THE TASK:
Answer these questions from the text on Tishah b'Av:
(a) For up to how many days after giving birth is a woman included in the first list?
(b) When washing netilas yadayim after awakening in the morning, how far should the water reach?
(c) What may be applied to prevent a bad odor?

DOCUMENT TEXT:
By Rabbi Doniel Neustadt

A discussion of Halachic topics related to the Parsha of the week. For final rulings, consult your Rav.


The ninth day of Av, the day on which both Batei Mikdash were destroyed, not only commemorates the destruction of both Temples, but is also a national day of mourning for all of the tragedies and calamities that have befallen the Jewish people. This sorrowful fast day, which culminates the Three Weeks period of mourning, is replete with special halachos. In this discussion, we will attempt to review some of the special restrictions that apply to Tishah b'Av as well as the circumstances under which these restrictions do not apply:


1.A person who is sick, or an old or weak person who may become ill if he does not eat or drink, even if his illness will not endanger his life(1). He may eat as much food as he usually does(2), but he should not indulge himself.

2.A woman up to thirty days after giving birth(3), even if the baby was stillborn(4).

3.A pregnant women should consult a rav about fasting(5).

4.Boys under the age of 13 and girls under the age of 12(6).

5.A medical condition(7). According to some poskim, it is permitted to swallow a bit of water along with a prescribed medication if the medicine cannot be swallowed otherwise(8).


1.Dirty or soiled hands or other parts of the body. Any substance or discharge (e.g., a glutinous gel in the eye) may be rinsed off(9). [If soap is needed, it may be used.(10)]

2. Awakening in the morning. One may wash netilas yadayim three times on each hand(11), but the water should reach only until the knuckles(12). After the hands are wiped but remain slightly damp, they may be passed over the face or the eyes(13).

3. After using the bathroom and/or after touching a part of the body that is normally covered, but the water should reach only until the knuckles(14).

4. Rinsing the mouth, but only in case of great discomfort(15). Care must be taken not to swallow the water. Mouthwash should not be used(16).

5. Preparing food(17). If warm water is necessary, it may be used(18).

6. Medical needs(19). Hot water may be used when needed(20).

7. Preparation for davening(21). Some say that only the tips of the fingers [until the first joint(22)] should be washed(23).

8. Washing dishes [after midday], if leaving them unwashed will attract insects(24), etc. It is proper not to use warm water.

9. Eating bread, for those who are allowed to eat on Tishah b'Av. The hands should be washed to the wrists in the usual manner(25). Several poskim mention that one may also wash with mayim acharonim if he is always particular to do so(26).

10. A baby who is bathed daily(27).

11. A bride, who is allowed to wash her face up to 30 days after her wedding(28).


1. Medical needs. It is permitted, therefore, to apply ointment to a skin rash(29) or to apply a mosquito repellent(30).

2. Preventing a bad odor(31). Deodorant, therefore, may be applied(32).

GIVEN INFORMATION:
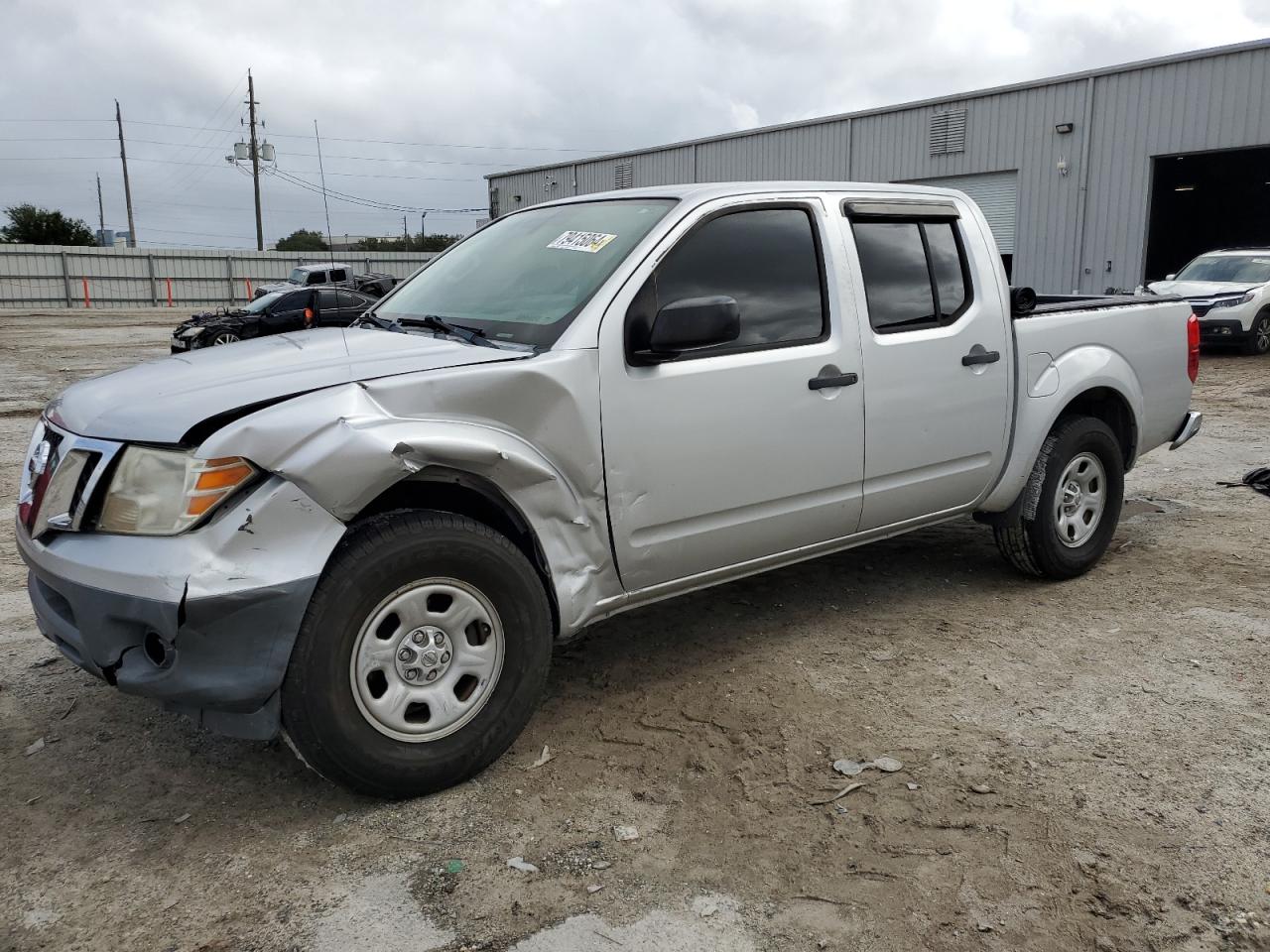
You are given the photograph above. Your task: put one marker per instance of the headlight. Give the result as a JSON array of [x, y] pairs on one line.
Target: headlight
[[1234, 301], [167, 492]]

THE COMPLETED TASK:
(a) Thirty days.
(b) Only until the knuckles.
(c) Deodorant.